## KUTIPAN YANG DIBERIKAN
· · · ·
Menurut para ahli tipe dasar kepemimpinan adalah otoriter, demokratis, dan laissez – faire dan dari tiga dasar kepemimpinan ini muncul tiga lagi tipe kepemimpinan yang lain yaitu: tipe instruktif, konsultatif, partisipatif, dan delegatif. Kepemimpinan itu situasional artinya suatu tipe kepemimpinan dapat efektif untuk situasi tertentu dan kurang efektif untuk situasi yang lain. Berdasarkan tipe kepemimpinan tersebut, maka gaya kepemimpinan yang harus diterapkan kepala sekolah tergantung kepada situasi dan kondisi staf yang dipimpinnya seperti pada gambar dibawah:
PARTISIPATIF

INSTRUKTIF

DELEGATIF

KONSULTATIF

KEMAMPUAN STAFF

MOTIVASI STAFF
Selain itu, menurut Mulyono (2008; 153) mengatakan bahwa kepala sekolah harus memiliki kompetensi. Kompetensi yang dimiliki antara lain adalah:
  1. Memiliki landasan dan wawasan pendidikan
  2. Memahami sekolah sebagai system
  3. Memahami manajemen berbasis sekolah
  4. Merencanakan pengembangan sekolah
  5. Mengelola kurikulum, tenaga kependidikan, sarana prasarana, kesiswaan, keuangan, hubungan masyarakat – sekolah, kelembagaan, system informasi sekolah, dan waktu
  6. Memimpin sekolah
  7. Mengembangkan budaya sekolah
  8. Memiliki dan melaksanakan kreativitas, inovasi dan jiwa kewirausahaan
  9. Mengembangkan diri
  10. Menyusun dan melaksanakan regulasi sekolah
  11. Memberdayakan sumber daya sekolah
  12. Melakukan koordinasi/ penyerasian
  13. Mengambil keputusan secara terampil
  14. Melakukan monitoring dan evaluasi
  15. Menyiapkan, melaksanakan, dan menindaklanjuti hasil akreditasi
  16. Membuat laporan akuntabilitas sekolah
  17. Melaksanakan supervisi/ penyeliaan
2. Tugas dan Peranan Kepala Sekolah Dalam Manajemen Sekolah
Seorang kepala sekolah hendaknya memahami betul apa yang menjadi tugas dan perannya disekolah. Jika kepala sekolah mampu memahami tugas dan perannya sebagai seorang kepala sekolah, maka ia akan mudah dalam menjalankan tugasnya, terutama berkenaan dengan manajemen sekolah yang akan dikembangkannya. Bekal kemampuan dalam memahami kompetensi sebagai seorang kepala sekolah ini akan menjadi bekal dalam pelaksanaan kinerja yang harus dilakukannya. Ada banyak kompetensi kepala sekolah yang setidaknya harus sudah dilaksanakan oleh kepala sekolah dalam tugasnya sehari-hari disekolah yang dipimpinnya. Kompetensi yang dimiliki kepala sekolah adalah memahami bahwa sekolah adalah sebagai suatu system yang harus dipimpin, karena kepemimpinan merupakan kemampuan untuk mempengaruhi orang lain agar bekerja mencapai tujuan dan sasaran yang diharapkan. Jadi kepemimpinan kepala sekolah harus menunjuk kepada suatu proses kegiatan dalam hal memimpin, membimbing, mengontrol perilaku, perasaan serta tingkah laku terhadap orang lain yang ada dibawah pengawasannya.
· · · ·
## YANG HARUS DIBUAT
Terjemahkan kalimat dari kutipan tentang kepemimpinan kepala sekolah di atas ini ke dalam bahasa Inggris: "Kepemimpinan itu situasional artinya suatu tipe kepemimpinan dapat efektif untuk situasi tertentu dan kurang efektif untuk situasi yang lain."

[Data yang tercatat]
· · · ·
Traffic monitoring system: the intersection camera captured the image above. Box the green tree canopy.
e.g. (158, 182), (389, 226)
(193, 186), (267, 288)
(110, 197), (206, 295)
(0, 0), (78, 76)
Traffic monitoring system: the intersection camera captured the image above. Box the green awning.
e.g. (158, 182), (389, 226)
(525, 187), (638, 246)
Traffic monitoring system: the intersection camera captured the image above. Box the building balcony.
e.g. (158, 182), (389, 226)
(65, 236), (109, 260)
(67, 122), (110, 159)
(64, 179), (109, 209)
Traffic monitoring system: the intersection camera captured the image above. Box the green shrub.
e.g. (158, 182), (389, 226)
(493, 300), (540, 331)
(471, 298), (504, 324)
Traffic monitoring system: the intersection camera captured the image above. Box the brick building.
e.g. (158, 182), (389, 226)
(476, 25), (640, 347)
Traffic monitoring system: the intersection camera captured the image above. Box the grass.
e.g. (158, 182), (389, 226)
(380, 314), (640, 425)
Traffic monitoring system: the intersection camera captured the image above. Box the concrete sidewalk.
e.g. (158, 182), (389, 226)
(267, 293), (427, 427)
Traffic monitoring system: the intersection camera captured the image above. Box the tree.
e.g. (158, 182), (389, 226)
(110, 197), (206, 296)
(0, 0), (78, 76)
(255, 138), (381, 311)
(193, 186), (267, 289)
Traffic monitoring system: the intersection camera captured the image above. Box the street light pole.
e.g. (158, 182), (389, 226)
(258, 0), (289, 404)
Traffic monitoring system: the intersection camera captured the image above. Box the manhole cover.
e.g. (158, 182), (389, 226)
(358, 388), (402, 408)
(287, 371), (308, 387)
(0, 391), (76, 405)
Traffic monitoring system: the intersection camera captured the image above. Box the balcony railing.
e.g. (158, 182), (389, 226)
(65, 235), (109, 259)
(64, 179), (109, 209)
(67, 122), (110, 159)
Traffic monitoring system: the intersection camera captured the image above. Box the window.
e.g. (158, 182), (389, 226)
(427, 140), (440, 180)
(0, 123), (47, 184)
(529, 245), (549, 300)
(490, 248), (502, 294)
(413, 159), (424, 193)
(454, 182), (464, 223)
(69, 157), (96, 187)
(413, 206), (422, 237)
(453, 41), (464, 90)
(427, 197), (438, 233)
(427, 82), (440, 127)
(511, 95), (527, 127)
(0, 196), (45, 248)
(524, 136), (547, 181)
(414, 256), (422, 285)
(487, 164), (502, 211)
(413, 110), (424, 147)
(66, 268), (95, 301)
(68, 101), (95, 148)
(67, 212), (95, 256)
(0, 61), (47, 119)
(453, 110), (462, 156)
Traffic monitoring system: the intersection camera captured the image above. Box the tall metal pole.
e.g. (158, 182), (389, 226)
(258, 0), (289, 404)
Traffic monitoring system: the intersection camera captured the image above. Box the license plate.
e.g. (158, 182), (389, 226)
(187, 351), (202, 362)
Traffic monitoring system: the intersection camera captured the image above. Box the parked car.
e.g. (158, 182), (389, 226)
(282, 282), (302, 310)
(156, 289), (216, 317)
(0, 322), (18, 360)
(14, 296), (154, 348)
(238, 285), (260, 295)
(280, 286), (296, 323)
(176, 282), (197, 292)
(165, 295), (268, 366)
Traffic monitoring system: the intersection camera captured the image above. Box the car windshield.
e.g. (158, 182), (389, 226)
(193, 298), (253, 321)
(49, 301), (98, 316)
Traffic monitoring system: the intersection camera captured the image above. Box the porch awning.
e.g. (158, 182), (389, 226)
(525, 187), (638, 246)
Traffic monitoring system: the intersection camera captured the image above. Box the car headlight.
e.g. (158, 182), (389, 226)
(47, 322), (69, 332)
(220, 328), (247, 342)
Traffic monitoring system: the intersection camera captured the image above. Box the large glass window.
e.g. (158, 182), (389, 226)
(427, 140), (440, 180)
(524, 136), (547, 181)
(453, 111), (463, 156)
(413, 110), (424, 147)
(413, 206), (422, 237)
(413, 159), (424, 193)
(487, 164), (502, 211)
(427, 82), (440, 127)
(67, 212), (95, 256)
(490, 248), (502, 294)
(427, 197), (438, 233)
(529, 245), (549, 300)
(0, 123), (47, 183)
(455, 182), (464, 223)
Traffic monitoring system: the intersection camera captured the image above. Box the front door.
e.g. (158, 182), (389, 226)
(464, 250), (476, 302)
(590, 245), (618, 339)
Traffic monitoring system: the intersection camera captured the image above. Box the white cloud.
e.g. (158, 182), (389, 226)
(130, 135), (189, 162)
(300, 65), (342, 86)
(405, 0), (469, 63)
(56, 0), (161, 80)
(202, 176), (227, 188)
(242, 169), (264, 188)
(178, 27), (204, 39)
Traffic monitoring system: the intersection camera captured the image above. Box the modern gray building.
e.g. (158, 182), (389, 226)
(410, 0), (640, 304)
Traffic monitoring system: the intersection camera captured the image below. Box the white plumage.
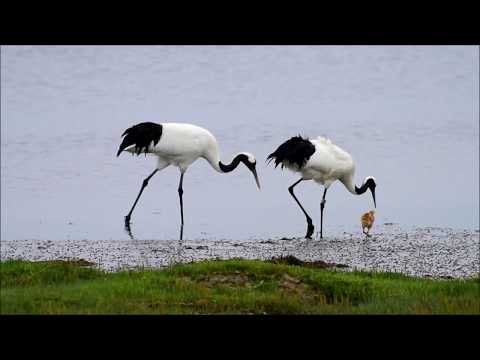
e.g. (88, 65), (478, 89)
(117, 122), (260, 239)
(267, 136), (376, 238)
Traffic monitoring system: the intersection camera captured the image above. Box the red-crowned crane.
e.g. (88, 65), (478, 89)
(267, 136), (377, 239)
(117, 122), (260, 240)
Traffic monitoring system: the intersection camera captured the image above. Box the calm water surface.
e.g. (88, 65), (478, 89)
(1, 46), (479, 240)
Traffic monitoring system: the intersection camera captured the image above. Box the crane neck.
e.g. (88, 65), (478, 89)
(204, 151), (247, 174)
(340, 176), (368, 195)
(218, 154), (247, 173)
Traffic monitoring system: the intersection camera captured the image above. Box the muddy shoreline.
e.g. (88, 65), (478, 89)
(0, 225), (480, 278)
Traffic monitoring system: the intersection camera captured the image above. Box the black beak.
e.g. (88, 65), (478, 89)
(252, 167), (260, 190)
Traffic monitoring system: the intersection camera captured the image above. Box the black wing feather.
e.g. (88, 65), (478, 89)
(117, 122), (163, 156)
(267, 136), (315, 168)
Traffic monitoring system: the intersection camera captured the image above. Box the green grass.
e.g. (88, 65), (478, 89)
· · · ·
## PENYELESAIAN TUGAS
Leadership is situational, meaning that a type of leadership can be effective in certain situations and less effective in others.